▶ **Task directions**: In your reply, repeat the full listing exactly and leave each picture out.

▶ **Available records**:

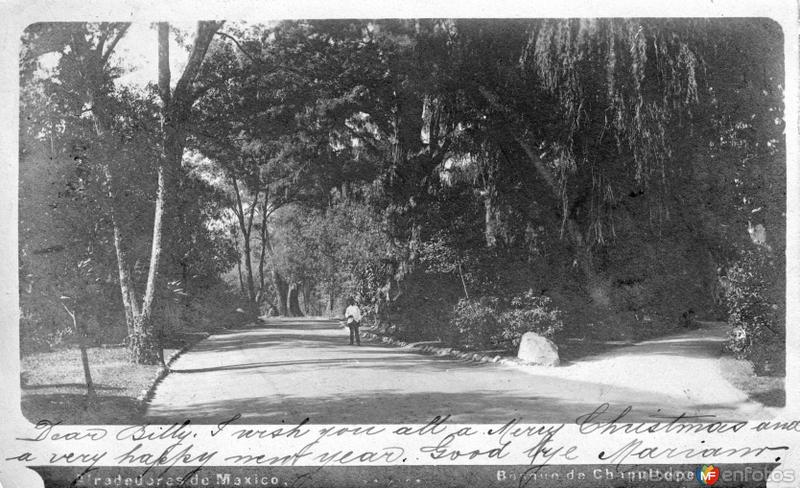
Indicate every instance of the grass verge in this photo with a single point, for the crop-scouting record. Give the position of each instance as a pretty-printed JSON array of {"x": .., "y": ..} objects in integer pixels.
[
  {"x": 53, "y": 386},
  {"x": 767, "y": 390}
]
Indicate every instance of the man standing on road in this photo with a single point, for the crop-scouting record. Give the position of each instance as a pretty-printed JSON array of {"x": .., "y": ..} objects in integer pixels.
[{"x": 352, "y": 316}]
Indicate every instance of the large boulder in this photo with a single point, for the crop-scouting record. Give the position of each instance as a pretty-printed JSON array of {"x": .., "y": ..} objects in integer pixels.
[{"x": 535, "y": 349}]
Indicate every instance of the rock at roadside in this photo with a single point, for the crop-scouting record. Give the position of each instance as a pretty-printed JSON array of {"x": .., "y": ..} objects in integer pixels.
[{"x": 535, "y": 349}]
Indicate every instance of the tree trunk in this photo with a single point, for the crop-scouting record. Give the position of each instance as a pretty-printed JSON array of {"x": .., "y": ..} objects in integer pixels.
[
  {"x": 282, "y": 290},
  {"x": 307, "y": 289},
  {"x": 144, "y": 346},
  {"x": 129, "y": 300},
  {"x": 264, "y": 237},
  {"x": 490, "y": 221},
  {"x": 294, "y": 302},
  {"x": 83, "y": 334},
  {"x": 596, "y": 286},
  {"x": 239, "y": 263},
  {"x": 246, "y": 226},
  {"x": 331, "y": 303}
]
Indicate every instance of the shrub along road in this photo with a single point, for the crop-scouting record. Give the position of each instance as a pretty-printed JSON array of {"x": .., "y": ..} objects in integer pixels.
[{"x": 290, "y": 369}]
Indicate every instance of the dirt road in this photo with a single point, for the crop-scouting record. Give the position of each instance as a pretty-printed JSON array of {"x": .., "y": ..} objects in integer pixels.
[{"x": 290, "y": 369}]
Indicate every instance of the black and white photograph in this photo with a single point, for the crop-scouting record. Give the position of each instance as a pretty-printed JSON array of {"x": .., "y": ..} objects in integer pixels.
[{"x": 421, "y": 220}]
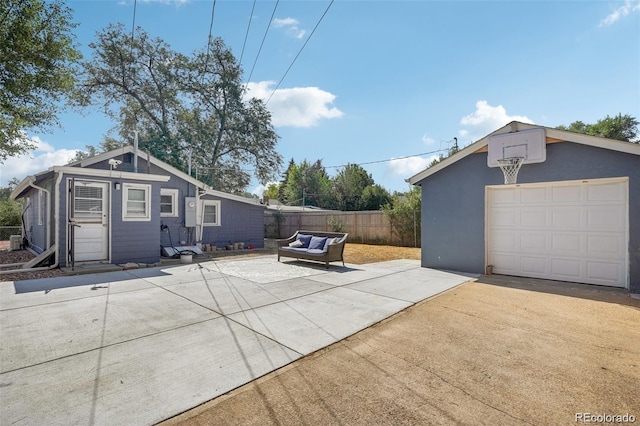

▶ **Answer to this task**:
Indicate every instance of the grass verge in this photo with a single point, for the crop-scouting record. Give the position of each instance as a pretty-printed JSON array of {"x": .., "y": ..} objects in integer pixels.
[
  {"x": 53, "y": 386},
  {"x": 767, "y": 390}
]
Indicate every instance of the man standing on road in this photo with a single point, for the crop-scouting record. Give the position of each instance as a pretty-printed JSON array of {"x": .., "y": ..} objects in integer pixels.
[{"x": 352, "y": 316}]
Indicate every instance of the large boulder in this photo with a single point, for the crop-scouting record. Give the position of each instance as a pretty-printed JSON array of {"x": .., "y": ..} objects in integer pixels.
[{"x": 535, "y": 349}]
Indicate every instance of the rock at roadside in this photo with a single point, for the crop-scouting record. Give the position of each instance as a pretty-printed JSON array of {"x": .., "y": ..} objects in integer pixels.
[{"x": 535, "y": 349}]
Indicate every instance of the tree trunk in this photo with a single point, for the crop-scouting record. Give the position of each instance as a pretty-printed JSON array of {"x": .., "y": ..} objects in integer pixels.
[
  {"x": 282, "y": 290},
  {"x": 307, "y": 289},
  {"x": 144, "y": 346},
  {"x": 129, "y": 300},
  {"x": 264, "y": 237},
  {"x": 490, "y": 221},
  {"x": 294, "y": 302},
  {"x": 83, "y": 334},
  {"x": 596, "y": 286},
  {"x": 239, "y": 263},
  {"x": 246, "y": 226},
  {"x": 331, "y": 303}
]
Indicate every instance of the shrub along road in this photo with a single point, for the crop-scouting record. Give the position of each instance as a pretty-printed JSON array of {"x": .., "y": ..} objects in integer pixels.
[{"x": 290, "y": 369}]
Indicate every instance of the dirt road in this photo with a single point, for the crop-scouting record. Give the position of each instance as a pretty-printed JSON array of {"x": .., "y": ..} objects in integer pixels.
[{"x": 290, "y": 369}]
Indicate every instance of the black and white photograph in this photo with a single point, for the crop-scouting record. Give the position of each instance as a pretty-printed JSON array of {"x": .., "y": ..} objects in integer pixels.
[{"x": 421, "y": 220}]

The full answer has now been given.